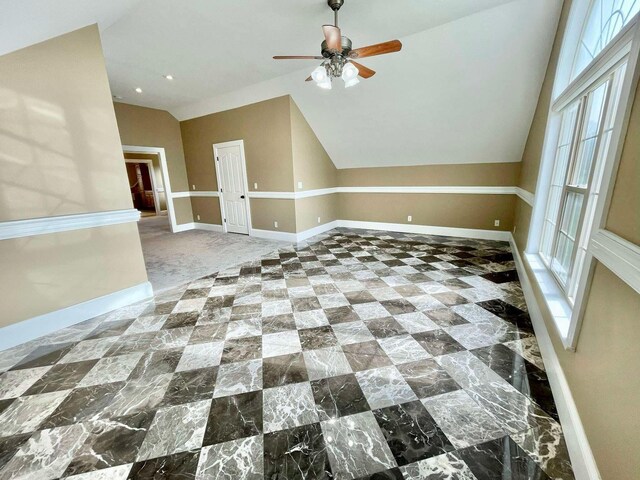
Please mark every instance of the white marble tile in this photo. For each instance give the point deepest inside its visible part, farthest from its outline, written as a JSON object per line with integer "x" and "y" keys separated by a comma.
{"x": 281, "y": 343}
{"x": 466, "y": 369}
{"x": 201, "y": 355}
{"x": 235, "y": 460}
{"x": 179, "y": 428}
{"x": 326, "y": 362}
{"x": 240, "y": 377}
{"x": 368, "y": 311}
{"x": 26, "y": 413}
{"x": 462, "y": 420}
{"x": 416, "y": 322}
{"x": 384, "y": 387}
{"x": 352, "y": 332}
{"x": 288, "y": 406}
{"x": 448, "y": 466}
{"x": 46, "y": 454}
{"x": 111, "y": 369}
{"x": 15, "y": 383}
{"x": 121, "y": 472}
{"x": 356, "y": 447}
{"x": 244, "y": 328}
{"x": 191, "y": 305}
{"x": 310, "y": 319}
{"x": 403, "y": 349}
{"x": 279, "y": 307}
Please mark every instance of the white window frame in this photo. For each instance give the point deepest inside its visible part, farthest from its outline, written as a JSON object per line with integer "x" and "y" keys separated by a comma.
{"x": 624, "y": 47}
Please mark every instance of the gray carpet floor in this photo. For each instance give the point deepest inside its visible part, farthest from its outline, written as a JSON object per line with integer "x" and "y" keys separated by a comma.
{"x": 173, "y": 259}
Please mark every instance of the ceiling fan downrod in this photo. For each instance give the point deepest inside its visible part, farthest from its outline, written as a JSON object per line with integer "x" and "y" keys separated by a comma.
{"x": 335, "y": 6}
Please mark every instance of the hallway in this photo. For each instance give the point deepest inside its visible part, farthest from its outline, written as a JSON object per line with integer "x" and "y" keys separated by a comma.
{"x": 173, "y": 260}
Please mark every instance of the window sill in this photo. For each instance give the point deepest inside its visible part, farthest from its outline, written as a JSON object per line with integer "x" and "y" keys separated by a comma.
{"x": 554, "y": 298}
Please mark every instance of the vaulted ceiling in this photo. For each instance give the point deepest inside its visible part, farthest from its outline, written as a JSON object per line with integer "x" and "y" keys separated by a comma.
{"x": 463, "y": 89}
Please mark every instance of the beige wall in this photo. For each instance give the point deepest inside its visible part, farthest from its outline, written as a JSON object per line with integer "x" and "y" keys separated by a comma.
{"x": 45, "y": 273}
{"x": 59, "y": 148}
{"x": 624, "y": 213}
{"x": 309, "y": 209}
{"x": 208, "y": 208}
{"x": 311, "y": 164}
{"x": 442, "y": 210}
{"x": 266, "y": 211}
{"x": 148, "y": 127}
{"x": 602, "y": 373}
{"x": 60, "y": 154}
{"x": 265, "y": 128}
{"x": 157, "y": 170}
{"x": 474, "y": 174}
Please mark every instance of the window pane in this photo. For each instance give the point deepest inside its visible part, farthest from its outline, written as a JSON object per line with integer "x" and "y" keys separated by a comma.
{"x": 589, "y": 136}
{"x": 571, "y": 214}
{"x": 606, "y": 19}
{"x": 561, "y": 261}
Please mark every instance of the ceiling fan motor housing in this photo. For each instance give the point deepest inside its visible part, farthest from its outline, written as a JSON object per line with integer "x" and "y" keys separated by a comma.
{"x": 346, "y": 48}
{"x": 335, "y": 4}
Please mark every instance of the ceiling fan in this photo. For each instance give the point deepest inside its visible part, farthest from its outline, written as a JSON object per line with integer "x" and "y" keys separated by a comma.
{"x": 338, "y": 56}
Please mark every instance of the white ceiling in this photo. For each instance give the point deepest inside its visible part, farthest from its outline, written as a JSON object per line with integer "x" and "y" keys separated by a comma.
{"x": 463, "y": 90}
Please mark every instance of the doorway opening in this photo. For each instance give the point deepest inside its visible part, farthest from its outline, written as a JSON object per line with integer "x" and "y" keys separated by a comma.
{"x": 231, "y": 173}
{"x": 152, "y": 165}
{"x": 142, "y": 184}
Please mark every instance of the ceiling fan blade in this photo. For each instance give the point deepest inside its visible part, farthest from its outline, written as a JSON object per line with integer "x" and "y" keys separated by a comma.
{"x": 378, "y": 49}
{"x": 363, "y": 71}
{"x": 297, "y": 57}
{"x": 333, "y": 36}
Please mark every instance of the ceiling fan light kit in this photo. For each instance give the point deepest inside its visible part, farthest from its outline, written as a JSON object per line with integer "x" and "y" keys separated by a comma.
{"x": 338, "y": 55}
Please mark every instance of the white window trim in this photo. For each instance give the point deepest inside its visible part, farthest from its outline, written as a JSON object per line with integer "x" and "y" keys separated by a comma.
{"x": 567, "y": 319}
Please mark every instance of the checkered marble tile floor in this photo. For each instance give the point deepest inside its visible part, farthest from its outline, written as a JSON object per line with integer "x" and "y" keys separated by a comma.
{"x": 361, "y": 354}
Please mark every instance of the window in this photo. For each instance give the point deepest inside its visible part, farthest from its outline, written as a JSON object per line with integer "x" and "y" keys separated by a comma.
{"x": 606, "y": 19}
{"x": 580, "y": 151}
{"x": 585, "y": 133}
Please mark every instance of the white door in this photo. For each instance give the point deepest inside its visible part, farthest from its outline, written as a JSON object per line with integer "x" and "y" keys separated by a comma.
{"x": 232, "y": 184}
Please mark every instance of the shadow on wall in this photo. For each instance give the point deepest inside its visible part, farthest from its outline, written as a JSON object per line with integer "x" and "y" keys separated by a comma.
{"x": 41, "y": 175}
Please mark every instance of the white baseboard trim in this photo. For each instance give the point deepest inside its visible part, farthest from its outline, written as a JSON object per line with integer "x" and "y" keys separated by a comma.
{"x": 210, "y": 227}
{"x": 183, "y": 227}
{"x": 618, "y": 255}
{"x": 525, "y": 196}
{"x": 582, "y": 460}
{"x": 36, "y": 327}
{"x": 65, "y": 223}
{"x": 428, "y": 230}
{"x": 274, "y": 235}
{"x": 394, "y": 227}
{"x": 312, "y": 232}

* * * * *

#### Instructions for the task
Please convert all the records above into a numbered list, one line per item, with blank lines left out and the pictures omitted.

#### Output for this exercise
1. Please mark every instance of the white marble tile in this photo. For each instance give the point deepest inside its visible part, farthest from its outline, written as a JSON object per line with integer "x" and "y" keys separated by a comma.
2. {"x": 281, "y": 343}
3. {"x": 466, "y": 369}
4. {"x": 201, "y": 355}
5. {"x": 235, "y": 460}
6. {"x": 179, "y": 428}
7. {"x": 326, "y": 362}
8. {"x": 240, "y": 377}
9. {"x": 368, "y": 311}
10. {"x": 26, "y": 413}
11. {"x": 462, "y": 420}
12. {"x": 416, "y": 322}
13. {"x": 384, "y": 387}
14. {"x": 352, "y": 332}
15. {"x": 288, "y": 406}
16. {"x": 448, "y": 466}
17. {"x": 46, "y": 454}
18. {"x": 111, "y": 369}
19. {"x": 15, "y": 383}
20. {"x": 121, "y": 472}
21. {"x": 356, "y": 447}
22. {"x": 244, "y": 328}
23. {"x": 191, "y": 305}
24. {"x": 310, "y": 319}
25. {"x": 403, "y": 349}
26. {"x": 279, "y": 307}
27. Please mark every instance of the white window frame in this photo. For each instance give the point deepest inside its visible part, farthest from its outline, written as a JSON object per line with integer "x" and "y" keys separated by a comma.
28. {"x": 624, "y": 47}
29. Please mark every instance of the gray carpet floor in this photo. For each instance give the point deepest inside its visible part, farthest from its outline, written as a JSON object per line with integer "x" and "y" keys separated by a comma.
30. {"x": 173, "y": 259}
31. Please mark every instance of the ceiling fan downrod in this photo. For each instance give the point deepest inside its visible part, farthest from its outline, written as a JSON object per line with integer "x" and "y" keys separated by a comma.
32. {"x": 335, "y": 6}
33. Please mark every instance of the hallway in this photo. For each instance give the point deepest inside its visible part, farthest from its outline, written as a JSON object per line with integer "x" and "y" keys separated by a comma.
34. {"x": 173, "y": 260}
35. Please mark every instance of the window sill in this photo. For each instance give the point deepest inside its visible part, farthest from its outline, written as a JSON object per line with integer "x" and "y" keys separated by a comma.
36. {"x": 554, "y": 298}
37. Please mark every instance of the vaulted ceiling in this photo. For each instance give the point deepest inside its visible part, farthest from its outline, written as a JSON object per line with integer "x" and "y" keys separated by a comma.
38. {"x": 463, "y": 89}
39. Please mark every instance of the beige wall in this photo. For each instance give the point deepest inside its visible part, farthest from its outline, written as a JSON object per line with integer "x" and "y" keys separated by a comma.
40. {"x": 45, "y": 273}
41. {"x": 59, "y": 148}
42. {"x": 624, "y": 213}
43. {"x": 309, "y": 209}
44. {"x": 208, "y": 208}
45. {"x": 311, "y": 164}
46. {"x": 442, "y": 210}
47. {"x": 266, "y": 211}
48. {"x": 148, "y": 127}
49. {"x": 602, "y": 373}
50. {"x": 60, "y": 154}
51. {"x": 265, "y": 128}
52. {"x": 157, "y": 170}
53. {"x": 474, "y": 174}
54. Please mark every instance of the window pane in this photo. For each instance give the point deepest inside its visible part, farthest from its outline, written as a JSON object per line with integer "x" and "y" keys separated by a comma.
55. {"x": 589, "y": 136}
56. {"x": 571, "y": 214}
57. {"x": 606, "y": 19}
58. {"x": 561, "y": 261}
59. Please mark every instance of the ceiling fan motor housing in this photo. For each instance give the point deepest inside its visible part, farthest from its outline, written as a JSON object per line with integer "x" and "y" keys separated by a comma.
60. {"x": 346, "y": 48}
61. {"x": 335, "y": 4}
62. Please mark every instance of the ceiling fan in this photo. For each instance give the point deepest inside its visible part, farthest from its outline, written as a JSON object per line with integer "x" and "y" keys separated by a comma.
63. {"x": 338, "y": 56}
64. Please mark every instance of the white ceiling in this photo. For each instance give the point deepest inside its visible part, farthest from its outline, written as a JSON object per line with integer "x" and "y" keys separated by a comma.
65. {"x": 463, "y": 90}
66. Please mark every instance of the doorway opening in this photo. For each instance give the point deepest inside its visible part, farthest from its outline, written as a JSON object per line with integer "x" and "y" keys separated by a comma.
67. {"x": 231, "y": 173}
68. {"x": 152, "y": 165}
69. {"x": 142, "y": 184}
70. Please mark every instance of the ceiling fan blade in this photo. For each instance give the point deepest inside its visible part, farthest from its outline, written as a JSON object per line with integer "x" and "y" keys separated by a comma.
71. {"x": 378, "y": 49}
72. {"x": 363, "y": 71}
73. {"x": 297, "y": 57}
74. {"x": 333, "y": 36}
75. Please mark every instance of the ceiling fan light kit in this photo. For each instance give the point deepest inside its visible part, farthest from its outline, written as a JSON object per line with integer "x" and "y" keys separated by a comma.
76. {"x": 338, "y": 55}
77. Please mark every instance of the white window trim in this photo. For each instance give the point deepest inside its visible part, farthest from its outline, written as a JSON object per line with integer "x" and "y" keys separated by a comma.
78. {"x": 567, "y": 319}
79. Please mark every instance of the checkered marble tile floor in this photo. For each instance give the point deepest inside its visible part, farthest from its outline, written as a JSON object per line with integer "x" and "y" keys separated by a comma.
80. {"x": 361, "y": 354}
81. Please mark every instance of the window in this photo. For each instance give the point deepest inside its visible part, farthest from its outline, written as a JSON object per line with integer "x" and "y" keys separated by a comma.
82. {"x": 606, "y": 19}
83. {"x": 580, "y": 151}
84. {"x": 585, "y": 133}
85. Please mark every instance of the white door in this photo. For each instance give the point deepest inside its visible part, farthest from its outline, written as a JSON object per line with integer "x" and "y" keys separated by a comma.
86. {"x": 232, "y": 184}
87. Please mark every instance of the shadow on wall in this photo. For each instance give the point deepest inside its visible part, farthest from its outline, written as a JSON object per line with integer "x" and "y" keys separated by a comma.
88. {"x": 41, "y": 175}
89. Please mark every instance of the white baseboard trim in this photo. For each instance give the point deepest inside its visible part, farthest from its outline, written as a JSON object per line with integer "x" and "y" keys separated by a comma.
90. {"x": 210, "y": 227}
91. {"x": 183, "y": 227}
92. {"x": 618, "y": 255}
93. {"x": 525, "y": 196}
94. {"x": 582, "y": 460}
95. {"x": 36, "y": 327}
96. {"x": 65, "y": 223}
97. {"x": 428, "y": 230}
98. {"x": 274, "y": 235}
99. {"x": 394, "y": 227}
100. {"x": 312, "y": 232}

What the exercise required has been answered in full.